Task list ->
**a.** In the post about Letters From Rapunzel, why does the writer post it several days in advance?
**b.** In the post about Letters From Rapunzel, what did the sister add to the writer's description of The Evil Spell?

Document text ->
(I'm posting this several days in advance so the word will get out. Feel free to forward it or re-post it anywhere you think it might be helpful.)Is it a stretch to call clinical depression "An Evil Spell"?
When I had finished a draft of
Letters From Rapunzel, and before I gave it to anyone else, I showed it to my sister and asked her: Is this how you feel?
"Yes," she said. "And more."
I had described The Evil Spell as:
"...being locked in a dark room, and you've forgotten your name, why you're there, where the door is..."
To my words, she added:
"and even that there is a door."
That was several years ago, and this year, after the book was published, she helped me again. She gathered her thoughts, put them in writing, and sent me this:
"Once upon a time, there were two little girls who slept in a wide bed under a rose-patterned comforter. Before they fell asleep, the younger (not by much) of the two would describe for her sister the spectral objects appearing before her eyes: 'Look...a wedding ring!...there's a piano!...now I see a mushroom...' The older sister strained to see what her sibling was identifying, calling out by name in the darkness. Sometimes, she could almost believe she saw those filaments of her sister's imagination, but mostly she enjoyed hearing her voice exclaiming, 'Look! There goes a...'
Reading Letters From Rapunzel, I heard my sister's voice again, saw her imagination forming images into words on a page. Piecing together letters, lists, fortunes, essays, free-writing, and fairy tales into a telling collage. Believing that if she can only name what she sees in the deep space of her imagination, others will glimpse the fairy trails also. Hoping that they will be as delighted and comforted as I was.
Thanks, Sara, for keeping me company in the dark and for having the courage to break the Spell of Silence."
Ah, Sister Bear. You showed how me how.

[Saved entries]
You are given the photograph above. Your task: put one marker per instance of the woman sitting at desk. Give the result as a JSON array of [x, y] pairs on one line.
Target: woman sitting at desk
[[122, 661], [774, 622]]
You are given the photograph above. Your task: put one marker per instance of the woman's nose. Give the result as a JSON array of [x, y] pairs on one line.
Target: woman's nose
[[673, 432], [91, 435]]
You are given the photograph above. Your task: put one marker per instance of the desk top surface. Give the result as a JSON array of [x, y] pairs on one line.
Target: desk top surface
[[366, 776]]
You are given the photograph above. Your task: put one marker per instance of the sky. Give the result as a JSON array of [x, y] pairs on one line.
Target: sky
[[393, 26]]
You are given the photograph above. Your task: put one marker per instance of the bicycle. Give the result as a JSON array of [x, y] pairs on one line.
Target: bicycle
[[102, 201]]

Task answers ->
**a.** The writer posts it several days in advance so that the word will get out.

**b.** She added "and even that there is a door."